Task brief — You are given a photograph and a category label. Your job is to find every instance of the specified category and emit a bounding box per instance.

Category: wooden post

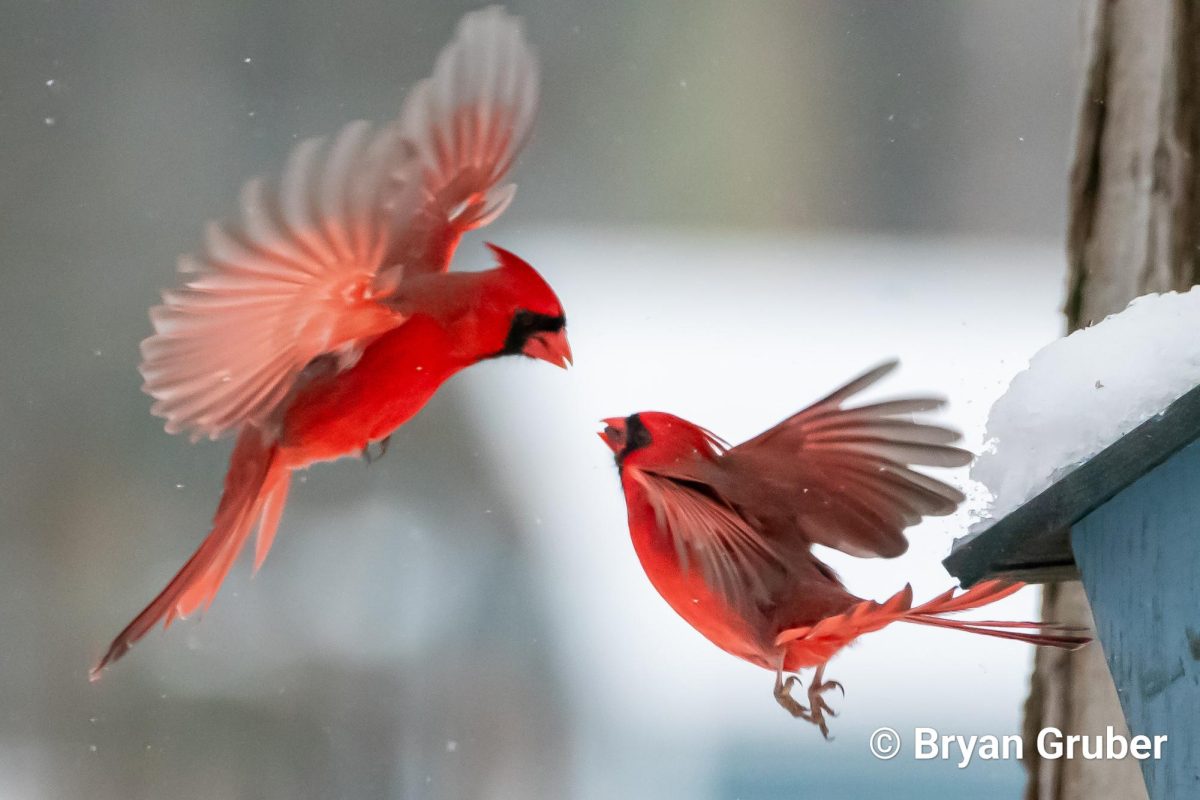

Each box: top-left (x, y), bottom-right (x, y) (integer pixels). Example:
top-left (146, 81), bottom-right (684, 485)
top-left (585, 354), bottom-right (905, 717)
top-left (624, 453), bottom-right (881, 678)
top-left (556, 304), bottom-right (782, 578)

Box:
top-left (1025, 0), bottom-right (1200, 800)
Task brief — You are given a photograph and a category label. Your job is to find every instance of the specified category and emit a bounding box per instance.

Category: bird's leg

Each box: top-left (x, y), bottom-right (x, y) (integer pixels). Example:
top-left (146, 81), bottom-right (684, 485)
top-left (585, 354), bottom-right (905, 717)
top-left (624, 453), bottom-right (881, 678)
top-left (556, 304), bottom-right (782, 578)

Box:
top-left (362, 434), bottom-right (391, 467)
top-left (809, 664), bottom-right (846, 739)
top-left (775, 656), bottom-right (816, 724)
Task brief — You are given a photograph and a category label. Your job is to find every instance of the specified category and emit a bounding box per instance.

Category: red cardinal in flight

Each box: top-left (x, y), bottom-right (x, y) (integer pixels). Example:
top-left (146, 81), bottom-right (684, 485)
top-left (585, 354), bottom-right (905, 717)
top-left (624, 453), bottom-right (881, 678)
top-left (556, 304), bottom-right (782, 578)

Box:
top-left (600, 362), bottom-right (1088, 738)
top-left (91, 7), bottom-right (571, 680)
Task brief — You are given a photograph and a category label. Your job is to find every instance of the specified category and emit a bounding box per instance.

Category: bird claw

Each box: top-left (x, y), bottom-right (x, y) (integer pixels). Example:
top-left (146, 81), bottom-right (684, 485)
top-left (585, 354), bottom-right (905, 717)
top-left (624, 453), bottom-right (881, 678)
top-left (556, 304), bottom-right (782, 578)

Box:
top-left (775, 669), bottom-right (846, 741)
top-left (362, 435), bottom-right (391, 467)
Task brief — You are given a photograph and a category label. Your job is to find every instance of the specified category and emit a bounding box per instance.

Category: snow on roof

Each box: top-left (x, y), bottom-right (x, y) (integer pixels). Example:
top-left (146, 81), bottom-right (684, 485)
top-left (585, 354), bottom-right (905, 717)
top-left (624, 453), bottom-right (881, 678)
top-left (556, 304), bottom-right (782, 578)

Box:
top-left (971, 288), bottom-right (1200, 530)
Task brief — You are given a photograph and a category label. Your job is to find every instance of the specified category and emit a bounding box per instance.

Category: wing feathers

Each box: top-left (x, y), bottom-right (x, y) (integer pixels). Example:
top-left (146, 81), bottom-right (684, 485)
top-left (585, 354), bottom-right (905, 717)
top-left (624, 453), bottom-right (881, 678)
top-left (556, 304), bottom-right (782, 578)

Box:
top-left (142, 122), bottom-right (402, 438)
top-left (721, 361), bottom-right (972, 558)
top-left (142, 7), bottom-right (538, 438)
top-left (386, 6), bottom-right (539, 279)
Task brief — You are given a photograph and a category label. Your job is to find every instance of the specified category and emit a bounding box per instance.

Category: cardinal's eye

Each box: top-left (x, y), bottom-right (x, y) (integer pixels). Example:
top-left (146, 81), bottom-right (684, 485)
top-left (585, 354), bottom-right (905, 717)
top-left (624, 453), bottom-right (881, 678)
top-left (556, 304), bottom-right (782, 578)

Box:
top-left (604, 425), bottom-right (625, 446)
top-left (625, 414), bottom-right (650, 455)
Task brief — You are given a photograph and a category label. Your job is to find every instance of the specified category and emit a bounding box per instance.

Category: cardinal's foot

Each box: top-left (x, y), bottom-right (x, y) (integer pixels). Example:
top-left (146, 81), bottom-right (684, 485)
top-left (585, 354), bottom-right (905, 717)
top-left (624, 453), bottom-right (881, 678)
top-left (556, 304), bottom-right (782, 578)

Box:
top-left (809, 669), bottom-right (846, 739)
top-left (362, 435), bottom-right (391, 467)
top-left (775, 674), bottom-right (815, 724)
______
Starting at the beginning of the items and going on through the line that contains "top-left (775, 656), bottom-right (816, 724)", arrange those lines as a numbered list, leaving out blank lines and any pictures.

Exercise response —
1. Task brief — You are given a photograph and a category label. Your job is to find every instance of the specified category and emit a bounding box per instance.
2. Category: wooden post
3. Each box: top-left (x, y), bottom-right (x, y) (integer pixels). Example:
4. top-left (146, 81), bottom-right (684, 485)
5. top-left (585, 354), bottom-right (905, 717)
6. top-left (624, 453), bottom-right (881, 678)
7. top-left (556, 304), bottom-right (782, 578)
8. Box:
9. top-left (1025, 0), bottom-right (1200, 800)
10. Task brief — You are given a photograph and a category label. Your job is to find every instance of the specified category and emit a bounding box per instance.
11. Category: bird's leg
12. Each box: top-left (x, y), bottom-right (x, y) (integer pixels). Example:
13. top-left (146, 81), bottom-right (684, 485)
14. top-left (585, 354), bottom-right (905, 717)
15. top-left (624, 453), bottom-right (881, 678)
16. top-left (556, 304), bottom-right (782, 578)
17. Box:
18. top-left (362, 434), bottom-right (391, 467)
19. top-left (809, 664), bottom-right (846, 739)
20. top-left (775, 656), bottom-right (816, 724)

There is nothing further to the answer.